━━ TEXTAUSZUG

Kein Trabant, kein Wartburg – dafür Multicar. Waltershausen in Thüringen war zwar kein Zentrum der volkseigenen Pkw-Produktion in der einstigen DDR, doch bei kompakten Nutzfahrzeugen schrieb Multicar in Waltershausen ostdeutsche Technikgeschichte. Und zwar eine einmalige.
Die Wurzeln von Multicar reichen bis ins Jahr 1920 zurück. Damals gründeten der Ingenieur Arthur Ade und der Kaufmann Hermann Irrgang die Maschinenfabrik Hörselgau im Saal des örtlichen Gasthauses. Schon wenige Jahre später siedelte das expandierende Unternehmen ins vier Kilometer entfernte Waltershausen um. Anfangs entstanden dort Anhängeraufbauten und Bremsanlagen, ehe 1956 mit der „Dieselameise“ ein erster kompakter Transporter gefertigt wurde, der Vorläufer des Multicar. Seit 1959 ist der Markenname offiziell registriert.
Paris ließ seine Boulevards mit Multicars reinigen
In Waltershausen begann 1958 schließlich die Produktion des Multicar, eines kompakten Transporters mit damals revolutionärer Trittbrettlenkung. Was mit der sogenannten Dieselameise DK4 begann, entwickelte sich in den folgenden Jahrzehnten zum Exportschlager.
Ab 1978 wurde der Multicar M21 in großer Stückzahl gefertigt, insbesondere der Typ M25. Über 100.000 Fahrzeuge wurden in Staaten des Rats für gegenseitige Wirtschaftshilfe (RGW), dem damaligen Wirtschaftsverbund sozialistischer Staaten in Osteuropa, und nach Westeuropa geliefert. Paris ließ seine mondänen Boulevards mit Multicars reinigen. Und selbst Russlands Präsident Wladimir Putin soll einen Multicar für seine Datscha vor den Toren Moskaus besessen haben.
Mit seinem charakteristischen Erscheinungsbild, kompakt, robust und mit den typischen Rundscheinwerfern, wurde Multicar bald zum Inbegriff ostdeutscher Zweckmäßigkeit. Das Fahrzeug war nicht nur nützlich, sondern auch identitätsstiftend. Kaum ein Kind in der DDR, das Multicar nicht kannte, sei es als Spielzeug oder echtes Fahrzeug im Sandmännchen-Vorspann.
Management-Buy-Out als Befreiungsschlag
Mit der Wiedervereinigung Deutschlands 1989 stand die Marke vor dem Aus. Der wirtschaftliche Schock der Transformation traf auch das VEB Fahrzeugwerk Waltershausen mit voller Wucht. Manfred Windus, damals Direktor für Materialwirtschaft bei Multicar, erkannte frühzeitig den Ernst der Lage: „Ich habe Briefe an westdeutsche Firmen geschrieben und sie eingeladen“, erinnert sich Windus im MDR. „Die kamen auch alle, aber meine Mitarbeiter erklärten mich für verrückt.“
Nach ersten Gesprächen vermittelte die Treuhandanstalt, zwischen 1990 und 1994 zuständig für die Privatisierung von rund 14.000 volkseigenen DDR-Betrieben, einen Management-Buy-Out (MBO). Viele Ostbetriebe scheiterten an Kapitalmangel oder fehlenden Konzepten, nicht so in Waltershausen: Manfred Windus und Kollege Walter Botschatzki, beide mittlerweile Geschäftsführer, wagten gemeinsam den Schritt.

━━━━
━━ BEREITGESTELLTE DATEN

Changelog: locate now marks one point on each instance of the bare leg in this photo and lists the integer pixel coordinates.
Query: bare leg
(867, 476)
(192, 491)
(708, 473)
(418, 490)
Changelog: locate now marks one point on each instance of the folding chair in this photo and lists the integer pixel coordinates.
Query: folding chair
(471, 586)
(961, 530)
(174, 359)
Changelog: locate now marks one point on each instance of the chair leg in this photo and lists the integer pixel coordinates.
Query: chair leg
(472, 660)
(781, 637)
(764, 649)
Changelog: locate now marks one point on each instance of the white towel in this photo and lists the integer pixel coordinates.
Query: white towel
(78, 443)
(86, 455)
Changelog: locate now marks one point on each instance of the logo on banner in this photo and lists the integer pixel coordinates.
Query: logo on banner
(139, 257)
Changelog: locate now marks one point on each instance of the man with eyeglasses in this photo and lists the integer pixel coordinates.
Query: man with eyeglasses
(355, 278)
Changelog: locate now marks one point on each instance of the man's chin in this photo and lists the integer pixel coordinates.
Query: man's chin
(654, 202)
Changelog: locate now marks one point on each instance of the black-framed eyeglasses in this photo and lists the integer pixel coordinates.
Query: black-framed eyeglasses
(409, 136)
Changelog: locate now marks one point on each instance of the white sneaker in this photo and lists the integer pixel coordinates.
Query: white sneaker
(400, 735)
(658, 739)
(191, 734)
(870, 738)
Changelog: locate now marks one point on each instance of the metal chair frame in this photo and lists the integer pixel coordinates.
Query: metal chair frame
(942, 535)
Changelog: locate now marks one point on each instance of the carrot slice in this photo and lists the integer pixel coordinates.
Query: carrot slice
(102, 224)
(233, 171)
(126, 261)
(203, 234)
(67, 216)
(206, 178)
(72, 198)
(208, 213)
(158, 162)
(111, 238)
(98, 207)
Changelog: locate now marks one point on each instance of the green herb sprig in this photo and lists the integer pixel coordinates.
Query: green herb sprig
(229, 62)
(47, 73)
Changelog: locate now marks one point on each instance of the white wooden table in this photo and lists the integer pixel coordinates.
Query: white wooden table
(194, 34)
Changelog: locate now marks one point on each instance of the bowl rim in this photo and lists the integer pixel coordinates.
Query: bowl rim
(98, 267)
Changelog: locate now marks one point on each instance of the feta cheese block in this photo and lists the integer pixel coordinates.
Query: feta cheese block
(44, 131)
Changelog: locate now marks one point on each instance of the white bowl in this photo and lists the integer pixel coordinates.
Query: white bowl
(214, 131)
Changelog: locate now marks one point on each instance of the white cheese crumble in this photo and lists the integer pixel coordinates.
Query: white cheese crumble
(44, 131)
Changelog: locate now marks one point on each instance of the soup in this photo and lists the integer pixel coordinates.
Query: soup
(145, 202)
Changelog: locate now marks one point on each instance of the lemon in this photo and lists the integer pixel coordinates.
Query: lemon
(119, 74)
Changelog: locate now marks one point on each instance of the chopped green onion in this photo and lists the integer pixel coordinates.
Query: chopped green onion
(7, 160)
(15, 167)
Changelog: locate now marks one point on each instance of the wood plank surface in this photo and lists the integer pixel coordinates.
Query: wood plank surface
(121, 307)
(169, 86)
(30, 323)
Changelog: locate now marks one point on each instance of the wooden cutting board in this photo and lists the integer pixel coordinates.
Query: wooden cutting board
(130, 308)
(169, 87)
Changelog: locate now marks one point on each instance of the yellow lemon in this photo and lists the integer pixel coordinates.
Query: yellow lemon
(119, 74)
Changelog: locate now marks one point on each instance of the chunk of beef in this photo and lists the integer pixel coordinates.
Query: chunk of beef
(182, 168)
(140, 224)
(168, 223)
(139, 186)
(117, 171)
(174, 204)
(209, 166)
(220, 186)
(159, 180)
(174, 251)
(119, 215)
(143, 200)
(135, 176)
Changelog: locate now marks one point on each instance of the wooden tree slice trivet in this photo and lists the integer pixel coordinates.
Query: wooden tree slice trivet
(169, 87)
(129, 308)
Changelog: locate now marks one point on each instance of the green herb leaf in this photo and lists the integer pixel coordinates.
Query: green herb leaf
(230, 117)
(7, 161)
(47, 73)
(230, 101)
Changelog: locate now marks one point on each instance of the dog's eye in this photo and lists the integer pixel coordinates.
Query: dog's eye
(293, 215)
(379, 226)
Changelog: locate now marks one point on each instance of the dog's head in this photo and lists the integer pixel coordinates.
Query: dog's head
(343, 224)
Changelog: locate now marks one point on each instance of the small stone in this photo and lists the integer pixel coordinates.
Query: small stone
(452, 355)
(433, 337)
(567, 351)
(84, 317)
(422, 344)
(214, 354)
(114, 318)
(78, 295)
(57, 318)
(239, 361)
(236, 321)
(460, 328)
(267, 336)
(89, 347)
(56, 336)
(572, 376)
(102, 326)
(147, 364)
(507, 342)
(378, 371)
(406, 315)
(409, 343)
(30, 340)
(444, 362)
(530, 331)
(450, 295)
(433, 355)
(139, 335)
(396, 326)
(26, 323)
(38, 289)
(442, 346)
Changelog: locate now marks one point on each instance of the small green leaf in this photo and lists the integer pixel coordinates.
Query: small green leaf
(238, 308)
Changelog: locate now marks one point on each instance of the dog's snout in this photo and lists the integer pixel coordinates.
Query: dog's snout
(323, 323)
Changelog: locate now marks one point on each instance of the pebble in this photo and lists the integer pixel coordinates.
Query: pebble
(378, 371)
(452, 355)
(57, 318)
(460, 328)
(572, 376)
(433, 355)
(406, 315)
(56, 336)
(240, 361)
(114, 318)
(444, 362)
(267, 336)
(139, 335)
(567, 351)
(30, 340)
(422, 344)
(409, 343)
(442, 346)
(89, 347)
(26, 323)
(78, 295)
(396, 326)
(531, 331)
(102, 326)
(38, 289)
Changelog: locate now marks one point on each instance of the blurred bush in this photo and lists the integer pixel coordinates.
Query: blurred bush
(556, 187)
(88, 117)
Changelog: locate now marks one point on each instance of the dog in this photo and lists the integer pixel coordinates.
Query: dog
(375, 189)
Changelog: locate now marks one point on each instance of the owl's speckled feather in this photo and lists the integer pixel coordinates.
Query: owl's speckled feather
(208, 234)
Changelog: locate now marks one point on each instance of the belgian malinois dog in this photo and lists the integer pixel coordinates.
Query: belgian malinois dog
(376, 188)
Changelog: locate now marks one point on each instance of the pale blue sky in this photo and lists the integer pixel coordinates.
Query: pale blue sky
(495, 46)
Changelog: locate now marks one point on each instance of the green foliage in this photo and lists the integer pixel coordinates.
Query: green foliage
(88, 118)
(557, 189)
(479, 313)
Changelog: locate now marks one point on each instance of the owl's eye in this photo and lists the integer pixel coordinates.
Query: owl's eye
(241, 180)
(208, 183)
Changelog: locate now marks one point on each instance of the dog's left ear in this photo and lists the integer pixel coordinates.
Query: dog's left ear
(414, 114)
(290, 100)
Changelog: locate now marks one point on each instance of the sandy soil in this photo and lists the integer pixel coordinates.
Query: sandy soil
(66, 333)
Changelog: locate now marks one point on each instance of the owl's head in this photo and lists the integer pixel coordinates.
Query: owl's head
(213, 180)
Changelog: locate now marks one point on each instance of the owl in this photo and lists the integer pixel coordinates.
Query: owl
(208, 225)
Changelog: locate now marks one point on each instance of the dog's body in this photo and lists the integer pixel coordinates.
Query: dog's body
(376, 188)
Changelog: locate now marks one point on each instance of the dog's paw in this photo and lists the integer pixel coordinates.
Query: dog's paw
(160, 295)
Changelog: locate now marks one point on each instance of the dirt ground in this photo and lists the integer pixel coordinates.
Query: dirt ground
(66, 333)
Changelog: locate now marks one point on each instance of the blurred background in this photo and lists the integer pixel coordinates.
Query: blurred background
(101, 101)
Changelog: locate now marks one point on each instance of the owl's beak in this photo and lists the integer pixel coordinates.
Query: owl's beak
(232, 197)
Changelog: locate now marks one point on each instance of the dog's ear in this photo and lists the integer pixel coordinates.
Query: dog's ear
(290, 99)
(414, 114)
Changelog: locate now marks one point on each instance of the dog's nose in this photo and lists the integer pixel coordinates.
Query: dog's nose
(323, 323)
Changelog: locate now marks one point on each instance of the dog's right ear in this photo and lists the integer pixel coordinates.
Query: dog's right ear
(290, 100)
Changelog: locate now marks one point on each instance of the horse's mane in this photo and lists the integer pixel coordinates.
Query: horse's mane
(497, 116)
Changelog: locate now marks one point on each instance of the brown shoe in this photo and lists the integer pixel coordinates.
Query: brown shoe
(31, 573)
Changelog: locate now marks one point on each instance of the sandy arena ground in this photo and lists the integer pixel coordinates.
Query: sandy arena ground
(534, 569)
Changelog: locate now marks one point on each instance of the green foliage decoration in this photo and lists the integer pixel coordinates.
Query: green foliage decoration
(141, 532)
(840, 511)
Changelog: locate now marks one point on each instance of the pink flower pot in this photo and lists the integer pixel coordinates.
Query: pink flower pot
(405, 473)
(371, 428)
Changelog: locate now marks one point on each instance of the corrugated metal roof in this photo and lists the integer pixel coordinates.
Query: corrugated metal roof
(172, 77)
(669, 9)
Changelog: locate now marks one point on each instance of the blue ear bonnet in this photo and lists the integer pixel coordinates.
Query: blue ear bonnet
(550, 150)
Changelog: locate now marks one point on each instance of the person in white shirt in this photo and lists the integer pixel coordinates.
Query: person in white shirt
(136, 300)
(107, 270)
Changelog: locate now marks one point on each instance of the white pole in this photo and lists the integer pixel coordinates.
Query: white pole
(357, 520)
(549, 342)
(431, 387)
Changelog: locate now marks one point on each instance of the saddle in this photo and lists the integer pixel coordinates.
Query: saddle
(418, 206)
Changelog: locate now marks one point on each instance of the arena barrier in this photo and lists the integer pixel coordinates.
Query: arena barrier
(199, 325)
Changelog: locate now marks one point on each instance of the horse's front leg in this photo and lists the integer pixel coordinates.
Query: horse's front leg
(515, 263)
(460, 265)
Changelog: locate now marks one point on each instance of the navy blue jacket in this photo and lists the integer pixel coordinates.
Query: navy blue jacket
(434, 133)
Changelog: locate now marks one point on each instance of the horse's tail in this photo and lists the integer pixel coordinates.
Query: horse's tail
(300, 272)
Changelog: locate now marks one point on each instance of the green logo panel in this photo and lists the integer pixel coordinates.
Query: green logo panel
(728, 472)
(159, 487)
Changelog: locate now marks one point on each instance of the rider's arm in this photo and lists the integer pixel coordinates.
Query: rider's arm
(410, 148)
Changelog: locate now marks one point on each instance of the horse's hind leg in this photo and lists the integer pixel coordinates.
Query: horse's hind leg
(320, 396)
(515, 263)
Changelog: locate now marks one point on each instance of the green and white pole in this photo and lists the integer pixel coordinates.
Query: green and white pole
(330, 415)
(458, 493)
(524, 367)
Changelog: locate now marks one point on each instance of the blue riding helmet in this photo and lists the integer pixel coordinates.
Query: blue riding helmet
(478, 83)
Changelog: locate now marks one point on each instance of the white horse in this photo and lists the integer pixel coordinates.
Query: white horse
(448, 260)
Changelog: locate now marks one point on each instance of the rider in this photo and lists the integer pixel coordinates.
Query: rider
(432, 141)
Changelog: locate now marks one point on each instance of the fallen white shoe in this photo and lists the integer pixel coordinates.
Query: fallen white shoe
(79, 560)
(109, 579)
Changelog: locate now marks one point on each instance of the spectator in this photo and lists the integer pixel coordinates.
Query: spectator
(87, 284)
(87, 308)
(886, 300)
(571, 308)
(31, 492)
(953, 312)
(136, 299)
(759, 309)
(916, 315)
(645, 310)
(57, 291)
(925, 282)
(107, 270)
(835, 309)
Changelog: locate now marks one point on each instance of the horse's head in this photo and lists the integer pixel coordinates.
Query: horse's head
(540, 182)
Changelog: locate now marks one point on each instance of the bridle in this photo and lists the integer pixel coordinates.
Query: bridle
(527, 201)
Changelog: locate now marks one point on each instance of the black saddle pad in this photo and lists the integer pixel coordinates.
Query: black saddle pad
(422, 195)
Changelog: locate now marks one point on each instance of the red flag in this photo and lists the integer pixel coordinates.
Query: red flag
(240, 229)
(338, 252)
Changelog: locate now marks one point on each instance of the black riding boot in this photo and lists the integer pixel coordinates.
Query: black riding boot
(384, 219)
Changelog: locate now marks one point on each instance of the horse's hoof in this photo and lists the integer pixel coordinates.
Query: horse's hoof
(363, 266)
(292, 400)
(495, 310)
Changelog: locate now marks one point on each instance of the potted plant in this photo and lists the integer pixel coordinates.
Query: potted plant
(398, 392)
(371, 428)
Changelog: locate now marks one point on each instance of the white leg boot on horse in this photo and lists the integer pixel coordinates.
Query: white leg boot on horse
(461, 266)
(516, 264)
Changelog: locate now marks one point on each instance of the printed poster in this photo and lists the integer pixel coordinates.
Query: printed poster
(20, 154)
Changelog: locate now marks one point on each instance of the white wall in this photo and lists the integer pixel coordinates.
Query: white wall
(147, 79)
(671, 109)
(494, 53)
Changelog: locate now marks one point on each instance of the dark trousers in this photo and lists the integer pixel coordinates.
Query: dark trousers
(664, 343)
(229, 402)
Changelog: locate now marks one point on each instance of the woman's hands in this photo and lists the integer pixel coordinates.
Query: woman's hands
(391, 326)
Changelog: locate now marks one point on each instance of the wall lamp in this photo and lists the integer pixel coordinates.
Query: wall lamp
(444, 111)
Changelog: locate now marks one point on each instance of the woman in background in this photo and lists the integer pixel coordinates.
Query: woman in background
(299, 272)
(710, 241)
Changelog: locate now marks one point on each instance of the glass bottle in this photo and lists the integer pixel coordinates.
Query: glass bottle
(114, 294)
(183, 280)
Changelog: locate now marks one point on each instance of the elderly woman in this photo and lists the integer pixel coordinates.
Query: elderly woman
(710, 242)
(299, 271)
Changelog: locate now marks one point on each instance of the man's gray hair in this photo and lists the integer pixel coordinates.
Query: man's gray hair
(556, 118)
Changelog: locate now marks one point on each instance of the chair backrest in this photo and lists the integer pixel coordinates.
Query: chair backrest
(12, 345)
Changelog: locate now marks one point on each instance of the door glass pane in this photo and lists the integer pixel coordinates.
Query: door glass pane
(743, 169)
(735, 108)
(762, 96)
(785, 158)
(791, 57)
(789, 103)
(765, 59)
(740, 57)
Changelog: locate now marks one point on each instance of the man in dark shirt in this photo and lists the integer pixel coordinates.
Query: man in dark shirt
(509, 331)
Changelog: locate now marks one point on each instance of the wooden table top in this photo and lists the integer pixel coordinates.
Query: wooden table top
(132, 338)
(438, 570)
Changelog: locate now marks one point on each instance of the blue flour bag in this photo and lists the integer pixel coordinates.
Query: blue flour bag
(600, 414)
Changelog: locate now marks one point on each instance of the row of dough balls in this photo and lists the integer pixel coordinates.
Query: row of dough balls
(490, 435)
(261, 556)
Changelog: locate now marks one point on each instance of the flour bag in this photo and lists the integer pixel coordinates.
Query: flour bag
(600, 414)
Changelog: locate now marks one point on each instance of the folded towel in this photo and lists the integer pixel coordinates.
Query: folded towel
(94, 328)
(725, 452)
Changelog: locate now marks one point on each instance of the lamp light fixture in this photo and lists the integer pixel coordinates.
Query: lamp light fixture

━━━━

▶ **AUFGABE**
Setze den Textauszug über die Geschichte von Multicar bitte nach seinem letzten Satz fort. Das Material spielt hierfür keine Rolle.

▶ **ANTWORT ZUR AUFGABE**
Die Treuhand legte den beiden recht bald nahe, selbst ein MBO durchzuführen: „Also Leute, wir haben das Gefühl, ihr beherrscht das persönlich recht gut”, erinnert sich Windus lachend, “wir empfehlen euch, ein Management Buy Out zu machen.” Multicar sei daraufhin nicht für eine symbolische D-Mark gekauft worden, sondern, wie Windus sagt, „war es ein einstelliger Millionenbetrag“.
Die Deutsche Bank stieg als Beteiligungsgesellschaft ein, verhandelte den Kaufpreis mit der Treuhandanstalt und übernahm die Altschulden von Multicar. „Die Deutsche Bank erreichte, dass wir von unseren Altschulden entlastet wurden.” Sämtliche DDR-Betriebe hatten bis 1990 Kredite gegenüber der Staatsbank der DDR, der Zentralbank der Deutschen Demokratischen Republik, auch Multicar.
Windus erinnert sich an den Moment, als der Kredit gewährt wurde: „Ich hatte das Geld, einen sechsstelligen Betrag, auf meinem Konto, bevor ich den Vertrag überhaupt unterschrieben hatte. Das kann man sich heute gar nicht mehr vorstellen.“ Doch zwei Tage später sei das Geld bereits zur Treuhand geflossen.
Der Wirtschaftshistoriker Dr. Matthias Judt ordnete das Vorgehen rückblickend so ein: „Hier wäre es von der Politik besser gewesen, ehemaligen DDR-Bürgern ganz bewusst zu helfen, ihre Betriebe, in denen sie bisher Betriebsdirektoren waren, zu übernehmen, fortzuführen und dafür Kapital zur Verfügung zu stellen.“ Im Fall Multicar sei das geglückt.
Vom Staatsauftrag zum Kundenwunsch
Multicar fertigte fortan bedarfsgerecht nach Kundenwunsch, ein Paradigmenwechsel in der Produktion. Das Prinzip „Auftrag vor Produktion“ wurde zum strategischen Eckpfeiler und verschaffte dem kleinen Hersteller eine beachtliche Resilienz gegenüber Marktschwankungen. Bereits 1991 stellte Multicar auf der Hannover Messe ein Fahrzeug mit westdeutschem Standard vor, ein psychologisch wichtiger Schritt: Der kleine Betrieb aus Thüringen war wieder auf Augenhöhe.
In den Jahren nach dem Management-Buy-Out erzielte Multicar erste wirtschaftliche Erfolge. So wurde 1995 ein Gewinn von 0,5 Millionen DM erzielt, bei einem Absatz von rund 1.400 Fahrzeugen. Doch gegen Ende der 1990er Jahre geriet das Unternehmen zunehmend unter Druck: Im Jahr 2000 sank der Umsatz um 7,9 Prozent, was die Geschäftsführung auf ein schwaches Investitionsklima in Ostdeutschland zurückführte.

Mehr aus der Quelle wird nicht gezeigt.